(PROVIDED PASSAGE Opens)

Forty fatty-acid methyl ester standards were analyzed using the established fatty acid analysis method, and a total of 35 fatty acids were detected and quantified in this experiment (Table 2, Supplementary Table 1), of which 1 fatty acid was not separated due to its isomers, and 4 were not detected in all samples. The internal standard was separated from each standard, and the chromatographic separation of each metabolite is ideal with sharp and symmetrical peak shape, which make it possible to quantify each metabolite by mass spectrometry. The linearity and correlation coefficient for each component, representing the proportion of each component in the total concentration, is >0.99 and showed that the linearity of each analyte is good. Comparing with healthy children, all detected fatty acids were upregulated in HSP group, and 31 of them obviously increased (p < 0.05), which includes 11 kinds of SFAs, 8 kinds of MUFAs and 12 kinds of PUFAs. No obvious differences were found between the percent of SFA, MUFA, PUFA in the two groups (Figure 1A), but the contents in HSP patients were all higher than CON group (Figure 1B). Among them, the enhance of decanoate (C10:0), behenate (C22:0), and etracosanoate (C24:0) were relatively more conspicuous (fold change > 4).

TABLE 2

Table 2. The percentage composition of 35 free fatty acids found in plasma from patients with HSP group and CON group.

FIGURE 1

Figure 1. Percent (A) and content (B) comparison of SFAs, MUFAs, and PUFAs between HSP group and CON group. (C) Distribution and correlations of 35 fatty acids among three groups of HSP and CON group. RG means regular treated group, UG means the untreated group, WG means the withdrawal group. Data are means ± SD.

(PROVIDED PASSAGE Closes)
(RECORDED DATA Opens)

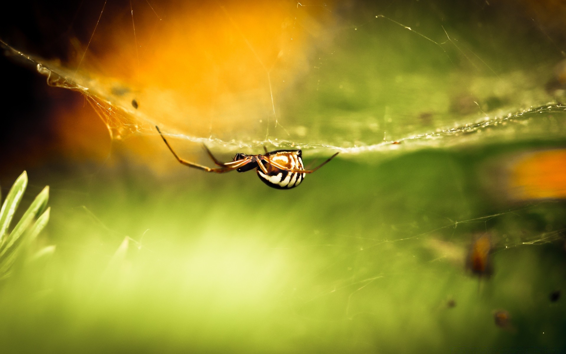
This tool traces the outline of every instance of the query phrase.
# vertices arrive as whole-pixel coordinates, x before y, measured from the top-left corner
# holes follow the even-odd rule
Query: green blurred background
[[[174,161],[156,169],[173,157],[132,147],[157,140],[165,151],[148,130],[109,143],[98,121],[91,129],[78,119],[86,140],[69,143],[46,112],[82,105],[80,94],[2,59],[21,88],[2,97],[2,195],[23,169],[24,204],[49,185],[51,220],[35,247],[57,249],[0,284],[2,350],[566,351],[564,294],[550,298],[566,288],[564,5],[281,3],[311,11],[328,31],[308,52],[315,67],[275,86],[285,127],[269,139],[297,142],[307,163],[342,149],[288,191],[253,172],[211,176]],[[64,59],[56,48],[70,35],[41,26],[71,18],[76,5],[32,3],[35,17],[21,6],[2,37]],[[91,32],[76,31],[88,40]],[[494,123],[466,130],[486,117]],[[213,137],[250,142],[265,134],[254,129]],[[100,140],[109,153],[91,148]],[[250,144],[246,152],[260,151]],[[238,148],[212,147],[225,160]],[[545,151],[559,152],[554,194],[518,196],[513,171]],[[484,234],[491,276],[465,266]],[[494,321],[499,310],[505,326]]]

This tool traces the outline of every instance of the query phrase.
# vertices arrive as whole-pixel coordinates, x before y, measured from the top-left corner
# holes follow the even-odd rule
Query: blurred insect
[[[550,301],[552,302],[556,302],[560,298],[560,291],[556,290],[556,291],[553,291],[550,293]]]
[[[508,328],[509,327],[509,313],[505,310],[499,310],[494,313],[494,319],[495,321],[495,325],[501,328]]]
[[[491,275],[493,271],[490,251],[491,250],[491,240],[487,234],[483,234],[475,238],[466,258],[468,269],[478,275]]]
[[[229,172],[233,170],[236,170],[238,172],[246,172],[255,168],[260,180],[268,186],[278,189],[290,189],[297,186],[305,179],[305,175],[306,173],[314,172],[338,155],[337,152],[317,167],[311,170],[307,170],[304,169],[303,166],[301,150],[276,150],[268,152],[267,149],[264,147],[265,153],[263,155],[237,153],[231,161],[224,163],[215,157],[208,148],[205,146],[204,148],[208,153],[208,156],[216,165],[220,166],[216,168],[211,168],[180,158],[167,142],[159,127],[157,126],[155,127],[173,156],[185,166],[217,173]]]

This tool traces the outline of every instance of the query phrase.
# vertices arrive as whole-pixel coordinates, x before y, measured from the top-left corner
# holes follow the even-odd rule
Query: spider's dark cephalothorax
[[[268,186],[278,189],[289,189],[297,186],[305,179],[305,174],[314,172],[338,155],[337,152],[335,153],[313,169],[306,170],[303,165],[301,150],[276,150],[268,152],[265,149],[265,153],[263,155],[237,153],[234,156],[234,159],[231,161],[224,163],[215,157],[208,148],[205,146],[204,148],[206,149],[208,156],[215,164],[219,166],[211,168],[180,158],[167,142],[159,128],[157,126],[155,127],[173,156],[185,166],[217,173],[229,172],[233,170],[236,170],[238,172],[246,172],[255,169],[260,180]]]

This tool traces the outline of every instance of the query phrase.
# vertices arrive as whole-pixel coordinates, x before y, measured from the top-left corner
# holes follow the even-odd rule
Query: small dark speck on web
[[[556,302],[560,298],[560,291],[556,290],[556,291],[553,291],[550,293],[550,301],[553,302]]]
[[[494,314],[495,325],[498,327],[505,328],[509,325],[509,313],[504,310],[500,310]]]

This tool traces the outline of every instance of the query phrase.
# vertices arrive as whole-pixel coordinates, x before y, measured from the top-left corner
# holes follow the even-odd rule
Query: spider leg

(RECORDED DATA Closes)

**BRIEF**: According to the fatty acid passage above, what made it possible to quantify each metabolite by mass spectrometry? Answer in one to three sentences.

**REPLY**: Each metabolite's chromatographic separation was ideal, giving sharp and symmetrical peaks. Those clean peaks allowed each metabolite to be quantified by mass spectrometry.